• Yang Perlu Dikerjakan
[1] Kutip bagian artikel tentang Desa Meunasah Asan antara "KONTAN.CO.ID - PERJALANAN hidup" dan "Provinsi Phuket, Thailand.", termasuk kedua bagian itu.
[2] Tuliskan semua nama tempat dalam artikel tentang Desa Meunasah Asan yang diawali kata gampong, desa, kecamatan, kabupaten, atau provinsi, beserta kata tersebut.

Lewat Bandeng, Desa Meunasah Asan di Aceh Timur Berhasil Melawat ke Jepang



KONTAN.CO.ID - PERJALANAN hidup Muhammad Yusuf berubah drastis dalam kurun waktu dua dekade terakhir. Awal tahun 2000-an lalu ia aktif menenteng senjata masuk dan keluar hutan saat aktif sebagai anggota Gerakan Aceh Merdeka (GAM). Namun kini, Yusuf sibuk menenteng pakan ikan dan keluar masuk tambak ikan bandeng.

Dulu, tempat tinggal Yusuf di Gampong atau Desa Meunasah Asan, Kecamatan Madat, Kabupaten Aceh Timur itu kerap jadi arena perang antara GAM dan TNI. Lokasinya ada di pesisir pantai Aceh Timur yang berbatasan dengan Selat Malaka, sehingga strategis menyelundupkan senjata dan logistik perang dari luar negeri. Lokasinya bisa ditempuh empat jam dengan kapal dari Provinsi Phuket, Thailand.

Karena lokasi yang strategis inilah, Gampong Meunasah Asan kerap menjadi tempat persembunyian anggota GAM. Apalagi, hampir 50% wilayah desa Meunasah Asan berupa tambak bandeng dan udang, yang saat itu sudah tak terawat karena konflik. Perairan tambak yang dipadati hutan bakau itu seolah-olah menjadi benteng alam bagi anggota GAM.

• Informasi yang Diberikan
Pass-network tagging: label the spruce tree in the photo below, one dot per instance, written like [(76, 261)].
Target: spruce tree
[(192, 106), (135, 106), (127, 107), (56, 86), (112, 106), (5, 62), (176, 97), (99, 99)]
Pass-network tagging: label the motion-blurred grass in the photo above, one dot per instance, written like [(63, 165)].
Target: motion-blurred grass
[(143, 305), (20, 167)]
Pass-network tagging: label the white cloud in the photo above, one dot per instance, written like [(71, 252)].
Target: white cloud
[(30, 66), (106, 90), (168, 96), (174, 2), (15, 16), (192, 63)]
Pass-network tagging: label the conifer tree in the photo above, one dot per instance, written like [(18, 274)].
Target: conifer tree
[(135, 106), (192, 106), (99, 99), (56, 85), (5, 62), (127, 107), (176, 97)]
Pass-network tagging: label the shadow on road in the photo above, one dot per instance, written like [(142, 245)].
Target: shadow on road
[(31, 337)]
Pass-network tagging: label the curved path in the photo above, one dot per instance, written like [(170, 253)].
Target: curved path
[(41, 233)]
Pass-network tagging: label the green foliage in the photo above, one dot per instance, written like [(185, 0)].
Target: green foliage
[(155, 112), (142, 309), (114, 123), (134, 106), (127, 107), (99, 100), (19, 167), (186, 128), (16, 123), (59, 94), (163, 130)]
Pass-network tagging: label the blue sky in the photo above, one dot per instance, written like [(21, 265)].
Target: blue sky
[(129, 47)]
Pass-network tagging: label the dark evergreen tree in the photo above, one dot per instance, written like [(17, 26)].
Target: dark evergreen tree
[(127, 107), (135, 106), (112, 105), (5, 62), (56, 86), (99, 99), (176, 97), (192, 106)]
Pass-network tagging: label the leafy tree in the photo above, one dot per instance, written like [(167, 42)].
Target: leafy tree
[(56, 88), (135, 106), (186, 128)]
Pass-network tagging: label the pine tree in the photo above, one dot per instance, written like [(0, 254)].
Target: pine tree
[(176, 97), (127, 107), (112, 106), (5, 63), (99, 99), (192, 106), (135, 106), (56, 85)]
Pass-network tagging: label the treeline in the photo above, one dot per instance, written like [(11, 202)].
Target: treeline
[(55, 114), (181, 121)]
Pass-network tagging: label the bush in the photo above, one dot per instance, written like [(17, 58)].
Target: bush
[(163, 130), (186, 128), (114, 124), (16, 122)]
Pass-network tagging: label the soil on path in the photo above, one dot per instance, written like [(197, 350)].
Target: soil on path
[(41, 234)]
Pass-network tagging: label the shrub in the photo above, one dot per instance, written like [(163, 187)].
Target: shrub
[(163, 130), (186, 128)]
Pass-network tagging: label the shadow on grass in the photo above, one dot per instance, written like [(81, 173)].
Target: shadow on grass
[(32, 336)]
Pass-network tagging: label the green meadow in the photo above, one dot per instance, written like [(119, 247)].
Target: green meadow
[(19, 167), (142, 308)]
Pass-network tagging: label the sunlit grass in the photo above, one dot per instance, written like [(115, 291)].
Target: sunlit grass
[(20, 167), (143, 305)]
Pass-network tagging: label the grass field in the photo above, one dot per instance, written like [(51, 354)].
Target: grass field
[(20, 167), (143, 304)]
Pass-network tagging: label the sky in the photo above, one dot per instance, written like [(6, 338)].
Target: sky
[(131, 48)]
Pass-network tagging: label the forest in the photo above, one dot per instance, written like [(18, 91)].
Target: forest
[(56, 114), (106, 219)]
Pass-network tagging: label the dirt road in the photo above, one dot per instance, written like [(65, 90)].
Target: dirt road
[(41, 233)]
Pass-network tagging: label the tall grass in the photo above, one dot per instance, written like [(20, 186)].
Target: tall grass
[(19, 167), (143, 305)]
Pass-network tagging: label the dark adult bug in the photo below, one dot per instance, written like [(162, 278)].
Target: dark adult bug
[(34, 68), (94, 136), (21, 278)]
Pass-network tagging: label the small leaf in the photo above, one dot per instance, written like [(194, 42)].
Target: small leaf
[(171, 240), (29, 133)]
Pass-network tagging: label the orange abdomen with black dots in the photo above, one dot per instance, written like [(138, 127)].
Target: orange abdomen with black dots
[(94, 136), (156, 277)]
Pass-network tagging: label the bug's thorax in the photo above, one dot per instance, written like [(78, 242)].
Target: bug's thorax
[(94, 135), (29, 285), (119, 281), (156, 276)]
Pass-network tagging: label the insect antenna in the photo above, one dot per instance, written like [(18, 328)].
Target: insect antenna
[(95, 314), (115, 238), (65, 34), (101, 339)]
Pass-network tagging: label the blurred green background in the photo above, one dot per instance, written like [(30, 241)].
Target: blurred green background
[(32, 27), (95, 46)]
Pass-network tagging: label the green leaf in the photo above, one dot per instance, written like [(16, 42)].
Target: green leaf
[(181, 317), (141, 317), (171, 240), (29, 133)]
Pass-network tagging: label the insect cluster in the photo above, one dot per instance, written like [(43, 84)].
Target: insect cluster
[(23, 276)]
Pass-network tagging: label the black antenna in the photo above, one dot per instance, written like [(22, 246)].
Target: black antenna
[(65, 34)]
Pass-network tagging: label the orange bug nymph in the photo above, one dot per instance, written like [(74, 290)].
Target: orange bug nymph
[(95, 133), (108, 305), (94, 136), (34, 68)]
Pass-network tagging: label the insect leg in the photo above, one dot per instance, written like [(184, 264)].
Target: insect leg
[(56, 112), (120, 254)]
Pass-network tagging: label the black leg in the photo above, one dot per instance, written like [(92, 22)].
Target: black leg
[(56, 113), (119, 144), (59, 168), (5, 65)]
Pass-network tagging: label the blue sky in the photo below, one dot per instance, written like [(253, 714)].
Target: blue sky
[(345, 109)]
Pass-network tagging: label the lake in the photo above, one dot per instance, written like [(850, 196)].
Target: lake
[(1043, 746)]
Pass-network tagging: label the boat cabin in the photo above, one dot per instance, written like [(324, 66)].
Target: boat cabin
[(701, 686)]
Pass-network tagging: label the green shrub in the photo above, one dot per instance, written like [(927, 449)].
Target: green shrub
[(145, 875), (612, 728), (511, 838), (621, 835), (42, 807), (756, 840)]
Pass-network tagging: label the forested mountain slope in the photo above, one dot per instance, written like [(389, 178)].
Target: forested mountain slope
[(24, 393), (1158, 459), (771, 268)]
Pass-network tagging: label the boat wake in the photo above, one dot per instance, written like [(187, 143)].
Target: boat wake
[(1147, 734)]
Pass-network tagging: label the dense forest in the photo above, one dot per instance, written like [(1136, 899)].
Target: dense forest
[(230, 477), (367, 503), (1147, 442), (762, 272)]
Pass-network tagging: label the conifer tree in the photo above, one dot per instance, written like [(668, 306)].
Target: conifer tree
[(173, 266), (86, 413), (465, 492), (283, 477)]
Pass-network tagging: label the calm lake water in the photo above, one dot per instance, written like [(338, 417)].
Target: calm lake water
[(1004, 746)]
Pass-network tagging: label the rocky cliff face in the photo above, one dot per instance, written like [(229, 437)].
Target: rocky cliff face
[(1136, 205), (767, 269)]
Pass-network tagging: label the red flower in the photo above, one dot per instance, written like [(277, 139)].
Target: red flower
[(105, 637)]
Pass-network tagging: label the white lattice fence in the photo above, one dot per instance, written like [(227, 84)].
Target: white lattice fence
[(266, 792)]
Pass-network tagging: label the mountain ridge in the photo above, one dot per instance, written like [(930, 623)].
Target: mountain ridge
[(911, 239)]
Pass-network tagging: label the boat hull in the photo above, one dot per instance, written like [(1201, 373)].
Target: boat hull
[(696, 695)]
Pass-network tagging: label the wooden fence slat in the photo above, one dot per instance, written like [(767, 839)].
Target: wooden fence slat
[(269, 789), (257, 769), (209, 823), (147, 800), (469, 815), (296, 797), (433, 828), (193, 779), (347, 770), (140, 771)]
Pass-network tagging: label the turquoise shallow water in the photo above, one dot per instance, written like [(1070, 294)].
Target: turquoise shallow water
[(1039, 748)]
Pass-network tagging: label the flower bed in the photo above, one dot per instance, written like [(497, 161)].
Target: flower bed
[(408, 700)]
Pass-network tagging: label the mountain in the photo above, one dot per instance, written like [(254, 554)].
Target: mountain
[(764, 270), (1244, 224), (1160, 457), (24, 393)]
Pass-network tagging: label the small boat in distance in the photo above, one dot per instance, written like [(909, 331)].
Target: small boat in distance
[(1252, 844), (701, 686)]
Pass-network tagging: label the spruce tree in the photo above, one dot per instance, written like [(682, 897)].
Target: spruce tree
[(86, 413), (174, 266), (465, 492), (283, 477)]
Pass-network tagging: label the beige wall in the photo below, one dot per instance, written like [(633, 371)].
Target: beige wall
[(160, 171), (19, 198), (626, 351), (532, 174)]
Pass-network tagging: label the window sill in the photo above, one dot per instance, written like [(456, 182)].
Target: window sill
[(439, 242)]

• Jawaban Tugas
[1]
KONTAN.CO.ID - PERJALANAN hidup Muhammad Yusuf berubah drastis dalam kurun waktu dua dekade terakhir. Awal tahun 2000-an lalu ia aktif menenteng senjata masuk dan keluar hutan saat aktif sebagai anggota Gerakan Aceh Merdeka (GAM). Namun kini, Yusuf sibuk menenteng pakan ikan dan keluar masuk tambak ikan bandeng.

Dulu, tempat tinggal Yusuf di Gampong atau Desa Meunasah Asan, Kecamatan Madat, Kabupaten Aceh Timur itu kerap jadi arena perang antara GAM dan TNI. Lokasinya ada di pesisir pantai Aceh Timur yang berbatasan dengan Selat Malaka, sehingga strategis menyelundupkan senjata dan logistik perang dari luar negeri. Lokasinya bisa ditempuh empat jam dengan kapal dari Provinsi Phuket, Thailand.

[2]
- Gampong/Desa Meunasah Asan
- Kecamatan Madat
- Kabupaten Aceh Timur
- Provinsi Phuket